WORK ITEM: Which lines of the data contain the string "Target"? Show each of them.

AVAILABLE RECORDS:

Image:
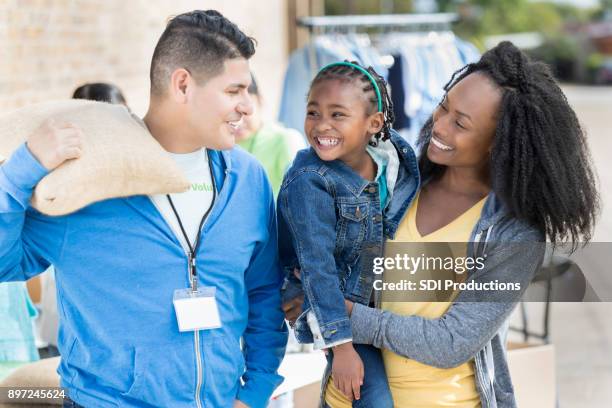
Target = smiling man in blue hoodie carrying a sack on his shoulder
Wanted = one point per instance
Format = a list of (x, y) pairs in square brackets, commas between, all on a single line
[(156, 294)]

* * *

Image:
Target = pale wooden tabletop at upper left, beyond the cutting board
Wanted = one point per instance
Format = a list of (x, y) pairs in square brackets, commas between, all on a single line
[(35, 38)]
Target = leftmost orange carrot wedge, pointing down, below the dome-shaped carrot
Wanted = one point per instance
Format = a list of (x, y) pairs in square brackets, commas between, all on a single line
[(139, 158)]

...

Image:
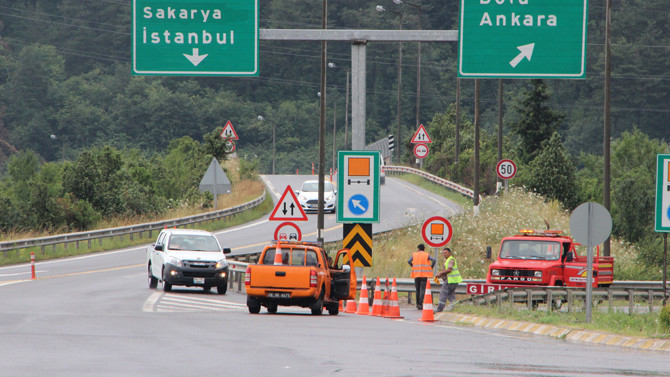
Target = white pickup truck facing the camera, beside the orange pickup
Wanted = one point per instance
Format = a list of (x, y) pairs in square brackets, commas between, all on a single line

OUTPUT:
Target = smiling man in blue hoodie carrying a sack on his shoulder
Target = pale wooden tabletop at upper left, beyond the cutting board
Target = leftmost orange carrot wedge, pointing down, below the dome-shaped carrot
Target = white pickup truck facing the camera, beside the orange pickup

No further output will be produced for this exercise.